REQUIRED ACTION: Your copy should match the records exactly, except that no pictures appear in it.

====== DATA PROVIDED ======

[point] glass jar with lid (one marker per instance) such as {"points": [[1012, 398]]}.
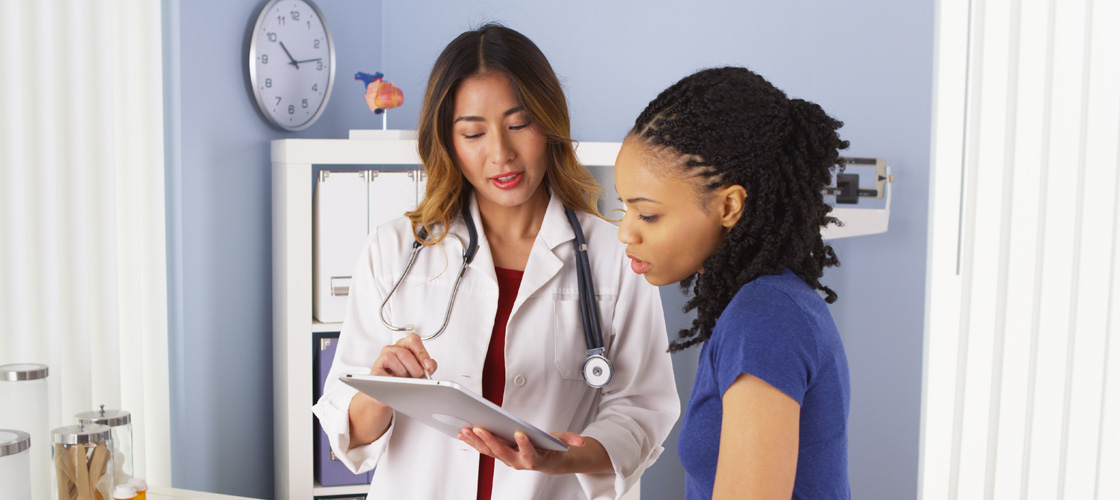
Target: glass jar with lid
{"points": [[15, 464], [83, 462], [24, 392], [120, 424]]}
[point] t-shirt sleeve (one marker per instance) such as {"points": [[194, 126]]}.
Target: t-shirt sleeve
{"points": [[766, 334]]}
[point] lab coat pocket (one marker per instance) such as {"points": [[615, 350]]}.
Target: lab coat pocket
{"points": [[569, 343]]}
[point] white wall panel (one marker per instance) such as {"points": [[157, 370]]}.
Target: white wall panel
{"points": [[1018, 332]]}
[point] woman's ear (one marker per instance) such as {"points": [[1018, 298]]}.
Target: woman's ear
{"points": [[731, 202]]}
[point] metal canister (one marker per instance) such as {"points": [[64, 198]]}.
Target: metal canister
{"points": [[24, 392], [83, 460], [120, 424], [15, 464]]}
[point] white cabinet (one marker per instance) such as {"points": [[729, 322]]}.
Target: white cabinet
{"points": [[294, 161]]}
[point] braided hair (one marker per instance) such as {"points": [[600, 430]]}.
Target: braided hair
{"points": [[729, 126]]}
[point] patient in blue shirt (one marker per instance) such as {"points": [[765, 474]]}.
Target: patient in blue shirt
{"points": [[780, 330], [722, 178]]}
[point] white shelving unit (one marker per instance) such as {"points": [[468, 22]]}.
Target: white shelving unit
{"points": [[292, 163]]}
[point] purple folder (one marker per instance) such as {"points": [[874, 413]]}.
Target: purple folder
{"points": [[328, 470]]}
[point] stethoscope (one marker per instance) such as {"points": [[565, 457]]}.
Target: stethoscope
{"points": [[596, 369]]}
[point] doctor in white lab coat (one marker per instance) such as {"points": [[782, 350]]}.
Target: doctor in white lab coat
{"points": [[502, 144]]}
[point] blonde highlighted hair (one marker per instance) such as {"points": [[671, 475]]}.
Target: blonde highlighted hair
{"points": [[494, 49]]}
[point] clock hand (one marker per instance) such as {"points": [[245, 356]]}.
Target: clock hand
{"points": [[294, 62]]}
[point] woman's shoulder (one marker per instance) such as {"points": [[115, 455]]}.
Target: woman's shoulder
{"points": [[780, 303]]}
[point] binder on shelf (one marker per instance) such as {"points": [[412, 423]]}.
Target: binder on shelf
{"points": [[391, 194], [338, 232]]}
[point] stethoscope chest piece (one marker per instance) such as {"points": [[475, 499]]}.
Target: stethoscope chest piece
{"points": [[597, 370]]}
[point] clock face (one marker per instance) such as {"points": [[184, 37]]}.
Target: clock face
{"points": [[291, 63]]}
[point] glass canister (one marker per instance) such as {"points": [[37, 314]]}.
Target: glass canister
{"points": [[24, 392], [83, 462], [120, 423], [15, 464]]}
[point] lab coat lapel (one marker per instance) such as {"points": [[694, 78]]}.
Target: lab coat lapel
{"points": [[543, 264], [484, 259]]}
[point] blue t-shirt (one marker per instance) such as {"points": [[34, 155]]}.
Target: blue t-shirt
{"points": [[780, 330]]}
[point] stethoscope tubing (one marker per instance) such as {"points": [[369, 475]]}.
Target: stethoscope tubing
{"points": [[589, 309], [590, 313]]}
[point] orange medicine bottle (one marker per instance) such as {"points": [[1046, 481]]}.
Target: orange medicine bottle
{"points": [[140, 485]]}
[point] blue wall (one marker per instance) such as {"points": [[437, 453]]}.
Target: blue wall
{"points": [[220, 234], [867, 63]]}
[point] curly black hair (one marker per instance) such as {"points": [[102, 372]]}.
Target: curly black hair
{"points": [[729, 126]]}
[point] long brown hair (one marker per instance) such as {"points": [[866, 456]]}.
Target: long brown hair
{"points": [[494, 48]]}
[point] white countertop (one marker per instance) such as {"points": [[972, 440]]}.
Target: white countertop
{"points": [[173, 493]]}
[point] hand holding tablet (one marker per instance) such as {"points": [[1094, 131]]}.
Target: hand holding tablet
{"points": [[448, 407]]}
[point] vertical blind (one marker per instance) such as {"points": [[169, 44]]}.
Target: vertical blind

======

EXERCISE ANSWER:
[point] glass jar with lid (one marker per instance) such as {"points": [[1012, 398]]}.
Target: glass jar with lid
{"points": [[15, 464], [83, 462], [24, 392], [120, 424]]}
[point] t-shirt sleeve (one marker per instance) such as {"points": [[194, 126]]}.
Target: t-shirt sleeve
{"points": [[766, 334]]}
[point] lab coat pocket (one marker per instance) such as {"points": [[615, 350]]}.
Target: lab coat pocket
{"points": [[569, 343]]}
[point] white wall panel (one marker per instance) such as {"points": [[157, 370]]}.
Target: white wall panel
{"points": [[1018, 332]]}
[point] woman's ear (one marker per instance) such as {"points": [[1018, 298]]}.
Target: woman's ear
{"points": [[731, 202]]}
[point] metal canister (one marker per instance) such as {"points": [[64, 198]]}.
Target: metal canister
{"points": [[24, 392], [83, 460], [120, 424], [15, 464]]}
[point] white cabinet (one marker per instance) such as {"points": [[729, 322]]}.
Target: white cabinet
{"points": [[294, 161]]}
[point] braided hair (one marker per instance) such as {"points": [[600, 430]]}.
Target: braided hair
{"points": [[729, 126]]}
[point] patient in blue shirt (one marker per instance) such as {"points": [[765, 474]]}.
Target: patient in blue shirt
{"points": [[780, 330], [722, 178]]}
[point] white shelving unit (one marker per instance) such as {"points": [[468, 22]]}.
Target: white shelving unit
{"points": [[292, 163]]}
[point] purple folder (one marker per instance) such as {"points": [[874, 413]]}.
Target: purple folder
{"points": [[328, 470]]}
[point] stethoscope (one marker per instance) such as {"points": [[565, 457]]}.
Target: stethoscope
{"points": [[596, 369]]}
[point] doctor in white lab coat (one marker per instance) such as {"points": [[782, 350]]}.
Target: doctor in white lab coat
{"points": [[502, 144]]}
[point] blonde highlighted hair (one marker per instance) such as {"points": [[671, 475]]}.
Target: blonde highlighted hair
{"points": [[494, 49]]}
[point] clock hand (one marker per instance) such as {"points": [[245, 356]]}.
Target: clock hand
{"points": [[294, 62]]}
[point] woman's shoulder (one marker per instance) such as {"points": [[115, 455]]}.
Target: woman's shoulder
{"points": [[780, 303]]}
[point] binder on shelf (one marker per instance) such as {"points": [[412, 423]]}.
Target: binder on shelf
{"points": [[391, 194], [338, 232]]}
[point] stethoscope chest piece (one marker per instance) such as {"points": [[475, 499]]}.
Target: stethoscope chest piece
{"points": [[597, 370]]}
[point] clock face (one marker per instance) such as {"points": [[184, 37]]}.
Target: clock face
{"points": [[291, 63]]}
[point] glass canister (one marker per instance) such as {"points": [[37, 314]]}.
Target: glass canister
{"points": [[24, 392], [83, 462], [120, 423], [15, 464]]}
[point] lab coat lapel (one marker per instance) such as {"points": [[694, 78]]}.
Target: lab coat lapel
{"points": [[543, 264], [484, 259]]}
[point] blue t-shirt (one marker per instance) such as {"points": [[34, 155]]}.
Target: blue t-shirt
{"points": [[780, 330]]}
[point] stethoscope tubing (one marker per instance) such as {"points": [[369, 475]]}.
Target: stethoscope tubing
{"points": [[589, 309], [590, 313]]}
[point] orange medicine bottle (one marker per instance) such as {"points": [[1046, 481]]}.
Target: orange medicine bottle
{"points": [[140, 485]]}
[point] blue wall (one marker per instance) such as {"points": [[437, 453]]}.
Target: blue wall
{"points": [[220, 234], [867, 63]]}
[point] curly black hair (one marker per instance) such as {"points": [[102, 372]]}.
Target: curly black hair
{"points": [[729, 126]]}
[point] long brown hair (one marker per instance) such as {"points": [[866, 456]]}.
Target: long brown hair
{"points": [[494, 48]]}
[point] white countertop (one marker per instance) such as {"points": [[972, 440]]}.
Target: white countertop
{"points": [[173, 493]]}
[point] hand holding tablet (one marker per instance) such as {"points": [[1094, 131]]}.
Target: hand holding tablet
{"points": [[448, 407]]}
[point] vertical blind (one marker per instance) such as {"points": [[169, 44]]}.
Target: vertical blind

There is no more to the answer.